Flodden Field is a grim, soaked name:  soaked in rain, soaked in blood.  The name is dark with lowering clouds, heavy against a gangrenous sky of gray and green.  It is without warmth, save for the life forces absorbed into the parasitic ground as the great men lay dying.  It is a name without horizon; a killing field symbolizing Scotland's shame and despair.

In 1513, King Henry VIII was in France.  He rode arched Friesian horses into his small battles,  feeling their muscular spirits through his hands and legs.  He wore suits of armor tattooed with gems so audacious that they made the sun look away in a fit of pique.  His tents were thick with tapestries; animals, a frozen heraldic population, stared from within their embroidered forests.  Local girls ran out with wild, scented garlands in their hands to take a look at the young and beautiful English king.

He left his wife at home.

Queen Katherine was made regent in the king's absence.  Symbolically, the cold and knight-errant island was hers.  But although she was mild and devout, a pale nun in cold velvet, there were fires lurking inside her.  Isabella of Castile was her mother:  leader of the Spanish Inquisition, a warrior against the Jews and Muslims; fearless, intolerant, brilliant.  It was her blood that warmed her daughter's pallid faith.

☆ ☆ ☆ ☆

▶ [Direction a]:
In the rows below, start at the line containing "Every instance of the ocean gets" and end at the line containing "9 26 L 15 21". Lay out these lines as a JSON list of strings, one per line, with blank lines left out.

▶ [Data in this exercise]:
☆ ☆ ☆ ☆

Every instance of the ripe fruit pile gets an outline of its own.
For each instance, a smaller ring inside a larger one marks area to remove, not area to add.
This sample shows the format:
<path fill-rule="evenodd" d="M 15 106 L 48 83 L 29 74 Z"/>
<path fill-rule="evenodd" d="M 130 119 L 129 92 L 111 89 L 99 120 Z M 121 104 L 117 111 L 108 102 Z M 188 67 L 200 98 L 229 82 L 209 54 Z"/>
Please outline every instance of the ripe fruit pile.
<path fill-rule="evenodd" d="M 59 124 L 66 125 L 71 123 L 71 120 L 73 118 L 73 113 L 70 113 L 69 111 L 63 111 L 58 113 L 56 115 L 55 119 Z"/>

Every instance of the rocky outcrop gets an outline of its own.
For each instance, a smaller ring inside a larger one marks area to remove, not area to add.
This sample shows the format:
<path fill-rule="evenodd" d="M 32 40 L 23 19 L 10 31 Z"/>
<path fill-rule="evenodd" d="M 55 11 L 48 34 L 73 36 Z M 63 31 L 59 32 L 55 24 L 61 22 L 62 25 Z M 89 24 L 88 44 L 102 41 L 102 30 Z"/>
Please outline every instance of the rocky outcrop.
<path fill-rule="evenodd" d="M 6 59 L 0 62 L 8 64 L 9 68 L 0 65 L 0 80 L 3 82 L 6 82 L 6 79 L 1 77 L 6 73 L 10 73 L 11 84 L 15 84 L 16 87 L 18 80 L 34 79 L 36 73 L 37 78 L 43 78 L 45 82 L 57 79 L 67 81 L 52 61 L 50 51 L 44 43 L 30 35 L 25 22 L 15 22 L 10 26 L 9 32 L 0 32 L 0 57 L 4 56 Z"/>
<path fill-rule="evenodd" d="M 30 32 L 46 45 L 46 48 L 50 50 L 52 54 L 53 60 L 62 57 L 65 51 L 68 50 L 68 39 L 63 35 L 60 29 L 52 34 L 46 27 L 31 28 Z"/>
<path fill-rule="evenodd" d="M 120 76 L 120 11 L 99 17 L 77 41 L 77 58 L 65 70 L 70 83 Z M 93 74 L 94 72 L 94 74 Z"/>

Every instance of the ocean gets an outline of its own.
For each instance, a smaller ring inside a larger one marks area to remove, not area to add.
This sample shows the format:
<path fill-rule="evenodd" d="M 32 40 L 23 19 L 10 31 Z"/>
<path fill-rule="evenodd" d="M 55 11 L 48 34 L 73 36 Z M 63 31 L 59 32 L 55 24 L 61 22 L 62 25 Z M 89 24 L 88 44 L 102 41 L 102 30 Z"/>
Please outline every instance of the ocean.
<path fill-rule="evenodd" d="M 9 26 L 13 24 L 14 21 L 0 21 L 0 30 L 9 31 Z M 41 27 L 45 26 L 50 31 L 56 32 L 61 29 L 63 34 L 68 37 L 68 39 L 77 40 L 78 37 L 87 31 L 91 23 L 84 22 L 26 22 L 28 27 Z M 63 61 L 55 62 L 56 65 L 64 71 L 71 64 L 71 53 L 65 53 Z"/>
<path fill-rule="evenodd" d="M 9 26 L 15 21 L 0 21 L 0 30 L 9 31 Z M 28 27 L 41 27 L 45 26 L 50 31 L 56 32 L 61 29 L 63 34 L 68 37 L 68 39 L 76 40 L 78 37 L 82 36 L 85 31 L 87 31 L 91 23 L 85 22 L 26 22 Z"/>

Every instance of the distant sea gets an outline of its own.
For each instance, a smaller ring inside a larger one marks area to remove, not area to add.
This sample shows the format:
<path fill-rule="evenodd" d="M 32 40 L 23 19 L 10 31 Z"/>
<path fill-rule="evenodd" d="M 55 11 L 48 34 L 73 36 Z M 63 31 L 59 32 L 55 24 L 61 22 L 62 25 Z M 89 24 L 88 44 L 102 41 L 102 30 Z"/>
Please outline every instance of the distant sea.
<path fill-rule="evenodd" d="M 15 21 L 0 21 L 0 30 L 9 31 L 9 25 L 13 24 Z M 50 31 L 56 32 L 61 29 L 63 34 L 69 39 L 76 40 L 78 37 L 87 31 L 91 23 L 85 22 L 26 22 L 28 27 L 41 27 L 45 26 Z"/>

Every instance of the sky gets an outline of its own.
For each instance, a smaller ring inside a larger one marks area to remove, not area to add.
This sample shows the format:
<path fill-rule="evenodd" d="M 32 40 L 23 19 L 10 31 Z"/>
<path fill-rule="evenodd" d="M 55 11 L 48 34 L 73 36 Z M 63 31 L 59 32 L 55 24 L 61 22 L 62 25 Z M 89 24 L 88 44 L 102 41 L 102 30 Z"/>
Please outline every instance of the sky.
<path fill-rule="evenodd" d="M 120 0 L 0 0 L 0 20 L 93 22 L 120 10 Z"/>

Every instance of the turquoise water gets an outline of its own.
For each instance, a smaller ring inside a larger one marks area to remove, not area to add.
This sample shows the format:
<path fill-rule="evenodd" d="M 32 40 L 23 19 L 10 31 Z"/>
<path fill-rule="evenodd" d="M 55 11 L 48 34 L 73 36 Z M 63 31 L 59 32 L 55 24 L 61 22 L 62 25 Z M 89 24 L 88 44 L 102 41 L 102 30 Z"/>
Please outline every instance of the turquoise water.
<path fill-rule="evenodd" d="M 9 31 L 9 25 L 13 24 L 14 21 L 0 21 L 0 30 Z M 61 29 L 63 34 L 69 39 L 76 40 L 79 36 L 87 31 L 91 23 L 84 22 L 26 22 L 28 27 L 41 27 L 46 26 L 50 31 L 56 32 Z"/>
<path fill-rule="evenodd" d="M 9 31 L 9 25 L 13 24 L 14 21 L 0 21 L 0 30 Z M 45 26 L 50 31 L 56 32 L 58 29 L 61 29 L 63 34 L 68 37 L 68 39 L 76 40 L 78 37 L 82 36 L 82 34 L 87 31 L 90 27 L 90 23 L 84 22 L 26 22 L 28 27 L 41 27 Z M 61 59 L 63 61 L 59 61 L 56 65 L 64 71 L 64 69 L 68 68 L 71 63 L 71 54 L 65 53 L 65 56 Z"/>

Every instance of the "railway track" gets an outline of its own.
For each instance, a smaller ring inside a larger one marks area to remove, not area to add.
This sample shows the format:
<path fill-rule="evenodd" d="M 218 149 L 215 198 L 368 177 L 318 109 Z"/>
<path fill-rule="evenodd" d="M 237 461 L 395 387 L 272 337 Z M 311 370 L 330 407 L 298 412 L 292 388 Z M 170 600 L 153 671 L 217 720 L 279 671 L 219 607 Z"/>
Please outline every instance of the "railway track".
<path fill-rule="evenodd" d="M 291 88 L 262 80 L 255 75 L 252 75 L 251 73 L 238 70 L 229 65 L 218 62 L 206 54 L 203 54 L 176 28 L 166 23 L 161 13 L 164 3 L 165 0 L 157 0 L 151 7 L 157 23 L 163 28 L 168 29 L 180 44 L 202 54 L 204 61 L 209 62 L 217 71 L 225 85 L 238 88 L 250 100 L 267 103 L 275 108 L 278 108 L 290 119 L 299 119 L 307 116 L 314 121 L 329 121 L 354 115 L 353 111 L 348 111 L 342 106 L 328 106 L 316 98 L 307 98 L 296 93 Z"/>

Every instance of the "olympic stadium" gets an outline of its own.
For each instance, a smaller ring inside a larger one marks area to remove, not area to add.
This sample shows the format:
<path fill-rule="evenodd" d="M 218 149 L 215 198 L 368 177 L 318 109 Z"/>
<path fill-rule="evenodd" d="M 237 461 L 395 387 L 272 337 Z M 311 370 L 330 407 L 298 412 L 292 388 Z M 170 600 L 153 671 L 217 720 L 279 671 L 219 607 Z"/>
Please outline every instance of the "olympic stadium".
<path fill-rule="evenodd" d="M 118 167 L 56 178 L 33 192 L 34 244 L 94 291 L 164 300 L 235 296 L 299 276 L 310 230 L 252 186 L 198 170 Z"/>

☆ ☆ ☆ ☆

▶ [Direction b]:
In the Flodden Field excerpt, who was Queen Katherine's mother?

▶ [Solution a]:
[
  "Every instance of the ocean gets an outline of its own.",
  "For each instance, a smaller ring inside a larger one marks area to remove, not area to add.",
  "This sample shows the format:",
  "<path fill-rule=\"evenodd\" d=\"M 32 40 L 23 19 L 10 31 Z\"/>",
  "<path fill-rule=\"evenodd\" d=\"M 55 11 L 48 34 L 73 36 Z M 63 31 L 59 32 L 55 24 L 61 22 L 62 25 Z M 89 24 L 88 44 L 102 41 L 102 30 Z\"/>",
  "Please outline every instance of the ocean.",
  "<path fill-rule=\"evenodd\" d=\"M 9 26 L 13 24 L 14 21 L 0 21 L 0 30 L 9 31 Z M 41 27 L 45 26 L 50 31 L 56 32 L 61 29 L 63 34 L 68 37 L 68 39 L 77 40 L 78 37 L 87 31 L 91 23 L 84 22 L 26 22 L 28 27 Z M 63 61 L 55 62 L 56 65 L 64 71 L 71 64 L 71 53 L 65 53 Z\"/>",
  "<path fill-rule=\"evenodd\" d=\"M 9 26 L 15 21 L 0 21 L 0 30 L 9 31 Z M 28 27 L 41 27 L 45 26 L 50 31 L 56 32 L 61 29 L 63 34 L 68 37 L 68 39 L 76 40 L 78 37 L 82 36 L 85 31 L 87 31 L 91 23 L 85 22 L 26 22 Z\"/>"
]

▶ [Solution b]:
Isabella of Castile